DATA FOR REVIEW START

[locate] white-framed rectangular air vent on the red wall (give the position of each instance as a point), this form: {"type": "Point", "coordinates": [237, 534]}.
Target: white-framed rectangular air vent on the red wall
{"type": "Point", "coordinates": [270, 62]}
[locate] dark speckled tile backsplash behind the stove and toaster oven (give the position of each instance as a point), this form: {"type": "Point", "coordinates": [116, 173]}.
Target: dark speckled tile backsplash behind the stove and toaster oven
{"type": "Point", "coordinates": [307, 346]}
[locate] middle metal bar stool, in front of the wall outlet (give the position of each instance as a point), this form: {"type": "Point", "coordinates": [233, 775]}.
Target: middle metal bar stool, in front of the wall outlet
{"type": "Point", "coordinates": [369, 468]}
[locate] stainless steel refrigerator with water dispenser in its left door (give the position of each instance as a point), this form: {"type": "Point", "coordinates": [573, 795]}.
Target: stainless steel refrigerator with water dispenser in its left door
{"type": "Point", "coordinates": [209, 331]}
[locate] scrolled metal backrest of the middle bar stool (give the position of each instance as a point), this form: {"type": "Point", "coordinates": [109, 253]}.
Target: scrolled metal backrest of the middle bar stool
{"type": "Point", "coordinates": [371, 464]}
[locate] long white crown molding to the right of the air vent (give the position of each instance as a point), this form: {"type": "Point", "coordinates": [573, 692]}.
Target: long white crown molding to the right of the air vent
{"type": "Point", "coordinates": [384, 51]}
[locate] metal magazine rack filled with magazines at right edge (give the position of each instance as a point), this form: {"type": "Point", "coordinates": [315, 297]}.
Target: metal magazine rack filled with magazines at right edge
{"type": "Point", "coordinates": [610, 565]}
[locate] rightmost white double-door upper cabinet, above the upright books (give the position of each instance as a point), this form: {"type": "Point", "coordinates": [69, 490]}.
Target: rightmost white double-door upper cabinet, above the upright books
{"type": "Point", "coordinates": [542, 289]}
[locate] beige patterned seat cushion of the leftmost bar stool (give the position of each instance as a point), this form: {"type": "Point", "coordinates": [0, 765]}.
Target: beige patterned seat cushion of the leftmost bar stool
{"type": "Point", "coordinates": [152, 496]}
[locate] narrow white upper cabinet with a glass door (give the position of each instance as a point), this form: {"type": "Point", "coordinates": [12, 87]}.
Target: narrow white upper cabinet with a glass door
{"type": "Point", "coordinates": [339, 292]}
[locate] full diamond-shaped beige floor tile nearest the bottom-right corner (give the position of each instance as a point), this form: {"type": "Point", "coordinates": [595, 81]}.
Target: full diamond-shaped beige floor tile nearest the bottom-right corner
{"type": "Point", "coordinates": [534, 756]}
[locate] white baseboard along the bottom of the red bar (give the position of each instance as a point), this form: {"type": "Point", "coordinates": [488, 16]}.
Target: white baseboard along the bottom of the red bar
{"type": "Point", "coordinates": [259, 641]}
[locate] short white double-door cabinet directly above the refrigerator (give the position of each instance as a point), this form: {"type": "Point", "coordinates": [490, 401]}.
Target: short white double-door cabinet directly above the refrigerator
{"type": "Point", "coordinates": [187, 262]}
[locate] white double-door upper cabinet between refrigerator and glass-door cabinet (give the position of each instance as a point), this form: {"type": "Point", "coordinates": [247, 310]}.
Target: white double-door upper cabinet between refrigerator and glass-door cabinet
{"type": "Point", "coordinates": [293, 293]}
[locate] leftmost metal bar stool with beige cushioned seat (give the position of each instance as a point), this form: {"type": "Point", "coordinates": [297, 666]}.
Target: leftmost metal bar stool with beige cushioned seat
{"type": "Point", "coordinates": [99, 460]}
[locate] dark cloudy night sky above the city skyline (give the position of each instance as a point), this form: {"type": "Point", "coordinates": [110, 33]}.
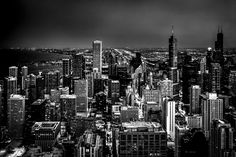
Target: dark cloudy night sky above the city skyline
{"type": "Point", "coordinates": [121, 23]}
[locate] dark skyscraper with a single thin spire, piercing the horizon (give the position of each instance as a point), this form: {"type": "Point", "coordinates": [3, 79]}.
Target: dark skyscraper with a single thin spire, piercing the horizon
{"type": "Point", "coordinates": [172, 50]}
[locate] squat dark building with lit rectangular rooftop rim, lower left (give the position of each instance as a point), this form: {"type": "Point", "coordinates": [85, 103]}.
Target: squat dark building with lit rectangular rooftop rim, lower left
{"type": "Point", "coordinates": [45, 134]}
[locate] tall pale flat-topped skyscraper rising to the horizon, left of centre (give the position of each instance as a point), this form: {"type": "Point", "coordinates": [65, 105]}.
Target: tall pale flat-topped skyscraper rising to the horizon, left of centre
{"type": "Point", "coordinates": [97, 55]}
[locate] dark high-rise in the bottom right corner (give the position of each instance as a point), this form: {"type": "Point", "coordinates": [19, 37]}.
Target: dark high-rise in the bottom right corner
{"type": "Point", "coordinates": [221, 139]}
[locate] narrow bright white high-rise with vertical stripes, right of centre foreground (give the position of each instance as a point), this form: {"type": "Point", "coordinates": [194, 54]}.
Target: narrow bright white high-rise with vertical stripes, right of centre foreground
{"type": "Point", "coordinates": [168, 118]}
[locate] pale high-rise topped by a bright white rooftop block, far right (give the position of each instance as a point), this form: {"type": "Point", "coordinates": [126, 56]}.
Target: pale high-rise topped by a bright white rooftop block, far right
{"type": "Point", "coordinates": [212, 109]}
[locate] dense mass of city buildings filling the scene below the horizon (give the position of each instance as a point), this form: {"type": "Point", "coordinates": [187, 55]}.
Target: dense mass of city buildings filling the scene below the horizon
{"type": "Point", "coordinates": [117, 102]}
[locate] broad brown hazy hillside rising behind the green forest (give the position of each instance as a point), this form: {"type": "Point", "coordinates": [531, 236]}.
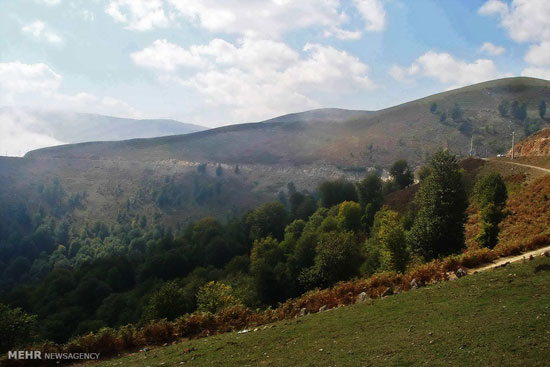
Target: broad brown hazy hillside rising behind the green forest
{"type": "Point", "coordinates": [176, 178]}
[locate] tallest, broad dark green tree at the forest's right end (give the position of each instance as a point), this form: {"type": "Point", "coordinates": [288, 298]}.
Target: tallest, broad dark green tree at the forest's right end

DATA FOR REVIEW END

WHAT IS BEING ASKED
Please reproduce every record exactly, leaving the pictures out.

FINISHED TASK
[locate] white-framed rectangular air vent on the red wall (give the position of each instance as a point), this form: {"type": "Point", "coordinates": [237, 534]}.
Target: white-framed rectangular air vent on the red wall
{"type": "Point", "coordinates": [270, 62]}
[locate] dark speckled tile backsplash behind the stove and toaster oven (give the position of each instance as a point), this form: {"type": "Point", "coordinates": [116, 173]}.
Target: dark speckled tile backsplash behind the stove and toaster oven
{"type": "Point", "coordinates": [307, 346]}
[locate] middle metal bar stool, in front of the wall outlet (give the position of each instance as a point), this form: {"type": "Point", "coordinates": [233, 775]}.
Target: middle metal bar stool, in front of the wall outlet
{"type": "Point", "coordinates": [369, 468]}
[locate] stainless steel refrigerator with water dispenser in its left door (give the position of each instance as a point), this form: {"type": "Point", "coordinates": [573, 795]}.
Target: stainless steel refrigerator with water dispenser in its left door
{"type": "Point", "coordinates": [209, 331]}
[locate] scrolled metal backrest of the middle bar stool (give the position of each instance as a point), this form: {"type": "Point", "coordinates": [109, 253]}.
Target: scrolled metal backrest of the middle bar stool
{"type": "Point", "coordinates": [371, 464]}
[locate] long white crown molding to the right of the air vent (give the position of each instance as a point), this form: {"type": "Point", "coordinates": [573, 692]}.
Target: long white crown molding to the right of the air vent
{"type": "Point", "coordinates": [384, 51]}
[locate] metal magazine rack filled with magazines at right edge (give the position of each instance as a point), this form: {"type": "Point", "coordinates": [315, 297]}.
Target: metal magazine rack filled with magazines at right edge
{"type": "Point", "coordinates": [610, 565]}
[locate] rightmost white double-door upper cabinet, above the upright books (give the position of each instance as a point), this form: {"type": "Point", "coordinates": [69, 490]}.
Target: rightmost white double-door upper cabinet, above the upright books
{"type": "Point", "coordinates": [542, 289]}
[locate] beige patterned seat cushion of the leftmost bar stool (give the position of each instance as a point), this form: {"type": "Point", "coordinates": [0, 765]}.
Target: beige patterned seat cushion of the leftmost bar stool
{"type": "Point", "coordinates": [152, 496]}
[locate] narrow white upper cabinet with a glass door (give the position of each instance as a point), this form: {"type": "Point", "coordinates": [12, 87]}.
Target: narrow white upper cabinet with a glass door
{"type": "Point", "coordinates": [339, 292]}
[locate] full diamond-shaped beige floor tile nearest the bottom-right corner (give the position of each instance as a point), this form: {"type": "Point", "coordinates": [595, 81]}.
Target: full diamond-shaped beige floor tile nearest the bottom-right corner
{"type": "Point", "coordinates": [534, 756]}
[locate] white baseboard along the bottom of the red bar (give the position of each instance as a point), this form: {"type": "Point", "coordinates": [488, 16]}.
Target: white baseboard along the bottom of the red bar
{"type": "Point", "coordinates": [259, 641]}
[locate] short white double-door cabinet directly above the refrigerator (give the position of each instance as a point), this form: {"type": "Point", "coordinates": [490, 401]}.
Target: short white double-door cabinet directly above the refrigerator
{"type": "Point", "coordinates": [187, 262]}
[locate] white double-door upper cabinet between refrigerator and glass-door cabinet (give the position of each instance as a point), this form: {"type": "Point", "coordinates": [247, 310]}.
Target: white double-door upper cabinet between refrigerator and glass-door cabinet
{"type": "Point", "coordinates": [293, 293]}
[locate] leftmost metal bar stool with beige cushioned seat (give the position of each instance as a point), this form: {"type": "Point", "coordinates": [297, 666]}.
Target: leftmost metal bar stool with beige cushioned seat
{"type": "Point", "coordinates": [99, 460]}
[locate] dark cloudy night sky above the city skyline (give the position of each instance as a point), this form: {"type": "Point", "coordinates": [110, 33]}.
Target: dark cloudy night sky above the city skyline
{"type": "Point", "coordinates": [121, 23]}
[locate] dark skyscraper with a single thin spire, piercing the horizon (give the position of each instance as a point), this form: {"type": "Point", "coordinates": [3, 79]}.
Target: dark skyscraper with a single thin spire, piercing the horizon
{"type": "Point", "coordinates": [172, 50]}
[locate] squat dark building with lit rectangular rooftop rim, lower left (give the position of each instance as a point), this form: {"type": "Point", "coordinates": [85, 103]}.
Target: squat dark building with lit rectangular rooftop rim, lower left
{"type": "Point", "coordinates": [45, 134]}
[locate] tall pale flat-topped skyscraper rising to the horizon, left of centre (give the position of each instance as a point), this form: {"type": "Point", "coordinates": [65, 105]}.
Target: tall pale flat-topped skyscraper rising to the horizon, left of centre
{"type": "Point", "coordinates": [97, 55]}
[locate] dark high-rise in the bottom right corner (give the position of each instance as a point), this form: {"type": "Point", "coordinates": [19, 37]}.
Target: dark high-rise in the bottom right corner
{"type": "Point", "coordinates": [221, 139]}
[locate] narrow bright white high-rise with vertical stripes, right of centre foreground (give the position of each instance as a point), this form: {"type": "Point", "coordinates": [194, 54]}.
Target: narrow bright white high-rise with vertical stripes, right of centre foreground
{"type": "Point", "coordinates": [168, 118]}
[locate] pale high-rise topped by a bright white rooftop block, far right (give the position of each instance as a point), this form: {"type": "Point", "coordinates": [126, 56]}.
Target: pale high-rise topped by a bright white rooftop block, far right
{"type": "Point", "coordinates": [212, 109]}
[locate] dense mass of city buildings filling the scene below the horizon (give the position of each instance as a point), this form: {"type": "Point", "coordinates": [187, 55]}.
Target: dense mass of city buildings filling the scene below the horizon
{"type": "Point", "coordinates": [117, 102]}
[locate] broad brown hazy hillside rising behind the green forest (give the position of each instance as a point), this form: {"type": "Point", "coordinates": [531, 236]}.
Target: broad brown hazy hillside rising behind the green forest
{"type": "Point", "coordinates": [176, 178]}
[locate] tallest, broad dark green tree at the forest's right end (give the position of each instance as a point), this form: {"type": "Point", "coordinates": [288, 298]}.
Target: tallest, broad dark green tree at the forest's right end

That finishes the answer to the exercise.